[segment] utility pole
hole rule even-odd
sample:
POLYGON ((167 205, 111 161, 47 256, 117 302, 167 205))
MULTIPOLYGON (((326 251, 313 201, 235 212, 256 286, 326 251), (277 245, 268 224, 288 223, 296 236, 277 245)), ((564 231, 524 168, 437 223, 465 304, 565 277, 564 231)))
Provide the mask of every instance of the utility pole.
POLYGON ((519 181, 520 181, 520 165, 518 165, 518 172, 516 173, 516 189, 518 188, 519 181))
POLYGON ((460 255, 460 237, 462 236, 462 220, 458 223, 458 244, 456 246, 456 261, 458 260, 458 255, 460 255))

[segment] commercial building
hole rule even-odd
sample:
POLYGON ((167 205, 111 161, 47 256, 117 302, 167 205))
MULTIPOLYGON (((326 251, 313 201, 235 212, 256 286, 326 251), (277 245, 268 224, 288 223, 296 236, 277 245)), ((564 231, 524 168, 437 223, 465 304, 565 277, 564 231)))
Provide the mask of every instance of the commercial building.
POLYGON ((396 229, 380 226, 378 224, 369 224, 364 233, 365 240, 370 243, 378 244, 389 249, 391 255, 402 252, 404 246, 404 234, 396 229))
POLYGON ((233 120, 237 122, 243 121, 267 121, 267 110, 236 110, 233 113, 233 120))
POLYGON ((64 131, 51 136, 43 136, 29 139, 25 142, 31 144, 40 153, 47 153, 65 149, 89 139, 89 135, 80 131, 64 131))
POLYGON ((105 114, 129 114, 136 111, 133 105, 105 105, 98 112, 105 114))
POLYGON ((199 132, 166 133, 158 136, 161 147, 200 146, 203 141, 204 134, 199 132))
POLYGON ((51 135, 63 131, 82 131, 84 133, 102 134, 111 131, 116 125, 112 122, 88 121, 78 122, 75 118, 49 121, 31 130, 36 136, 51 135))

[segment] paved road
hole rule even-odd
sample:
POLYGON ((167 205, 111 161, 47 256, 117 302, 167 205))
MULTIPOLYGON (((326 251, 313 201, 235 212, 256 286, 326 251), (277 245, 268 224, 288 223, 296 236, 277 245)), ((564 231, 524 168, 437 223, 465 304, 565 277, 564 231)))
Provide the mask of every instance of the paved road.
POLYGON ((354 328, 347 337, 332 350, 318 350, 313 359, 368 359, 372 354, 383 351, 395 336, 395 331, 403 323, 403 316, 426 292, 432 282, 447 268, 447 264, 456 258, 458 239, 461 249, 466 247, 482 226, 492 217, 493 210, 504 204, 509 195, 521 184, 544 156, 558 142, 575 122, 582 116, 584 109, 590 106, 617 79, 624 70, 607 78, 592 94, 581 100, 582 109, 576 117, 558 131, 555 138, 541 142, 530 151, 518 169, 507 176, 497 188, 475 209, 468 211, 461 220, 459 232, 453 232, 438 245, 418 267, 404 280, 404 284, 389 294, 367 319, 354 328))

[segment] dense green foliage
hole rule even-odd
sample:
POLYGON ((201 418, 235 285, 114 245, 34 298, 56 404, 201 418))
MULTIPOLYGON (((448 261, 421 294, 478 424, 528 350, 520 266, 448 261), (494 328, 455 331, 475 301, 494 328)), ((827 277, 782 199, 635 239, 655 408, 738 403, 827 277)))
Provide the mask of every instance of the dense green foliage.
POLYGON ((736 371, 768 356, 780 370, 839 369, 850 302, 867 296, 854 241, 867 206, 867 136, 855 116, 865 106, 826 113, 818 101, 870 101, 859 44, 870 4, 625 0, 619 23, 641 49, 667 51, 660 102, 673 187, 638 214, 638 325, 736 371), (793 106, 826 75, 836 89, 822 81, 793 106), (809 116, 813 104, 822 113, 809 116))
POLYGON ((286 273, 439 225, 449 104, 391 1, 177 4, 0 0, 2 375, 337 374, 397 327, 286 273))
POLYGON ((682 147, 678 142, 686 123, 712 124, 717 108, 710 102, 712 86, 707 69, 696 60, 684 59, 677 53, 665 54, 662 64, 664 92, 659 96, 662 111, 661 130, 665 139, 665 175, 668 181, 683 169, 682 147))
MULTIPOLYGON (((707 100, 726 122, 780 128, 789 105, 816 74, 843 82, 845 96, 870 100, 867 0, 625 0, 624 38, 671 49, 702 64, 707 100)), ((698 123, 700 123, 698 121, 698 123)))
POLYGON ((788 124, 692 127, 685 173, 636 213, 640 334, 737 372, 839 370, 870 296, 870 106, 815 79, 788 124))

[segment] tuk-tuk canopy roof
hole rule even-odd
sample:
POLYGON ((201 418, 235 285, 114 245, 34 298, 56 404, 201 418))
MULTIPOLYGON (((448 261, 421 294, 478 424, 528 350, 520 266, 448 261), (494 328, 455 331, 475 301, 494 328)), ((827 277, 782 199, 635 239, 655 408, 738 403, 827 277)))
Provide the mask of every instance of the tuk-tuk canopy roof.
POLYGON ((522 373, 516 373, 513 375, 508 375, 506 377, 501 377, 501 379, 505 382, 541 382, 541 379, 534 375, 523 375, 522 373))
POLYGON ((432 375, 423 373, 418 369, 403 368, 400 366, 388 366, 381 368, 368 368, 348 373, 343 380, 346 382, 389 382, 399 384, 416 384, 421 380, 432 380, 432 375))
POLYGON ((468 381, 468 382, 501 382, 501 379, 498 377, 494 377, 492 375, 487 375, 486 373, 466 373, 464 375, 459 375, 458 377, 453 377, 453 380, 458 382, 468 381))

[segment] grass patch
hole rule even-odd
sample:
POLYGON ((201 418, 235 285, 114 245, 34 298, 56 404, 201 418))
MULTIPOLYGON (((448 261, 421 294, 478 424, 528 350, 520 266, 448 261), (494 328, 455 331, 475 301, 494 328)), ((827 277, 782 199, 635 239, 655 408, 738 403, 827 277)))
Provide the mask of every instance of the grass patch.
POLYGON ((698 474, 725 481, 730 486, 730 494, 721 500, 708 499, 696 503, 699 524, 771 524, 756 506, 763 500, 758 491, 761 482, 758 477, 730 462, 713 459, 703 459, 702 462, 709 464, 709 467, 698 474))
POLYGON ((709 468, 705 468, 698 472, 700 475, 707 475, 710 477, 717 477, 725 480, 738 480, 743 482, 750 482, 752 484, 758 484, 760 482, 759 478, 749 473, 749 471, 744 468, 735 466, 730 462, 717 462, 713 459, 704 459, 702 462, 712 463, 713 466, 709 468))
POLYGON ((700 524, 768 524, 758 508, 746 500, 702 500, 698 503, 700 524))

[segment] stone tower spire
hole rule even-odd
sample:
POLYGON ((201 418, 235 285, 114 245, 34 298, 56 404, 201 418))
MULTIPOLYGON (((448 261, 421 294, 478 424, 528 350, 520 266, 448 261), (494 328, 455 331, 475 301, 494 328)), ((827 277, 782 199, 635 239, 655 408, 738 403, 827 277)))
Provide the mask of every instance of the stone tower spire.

******************************

Look through the lines above for "tower". Say how many have it, and give no other words.

• [Response below] 2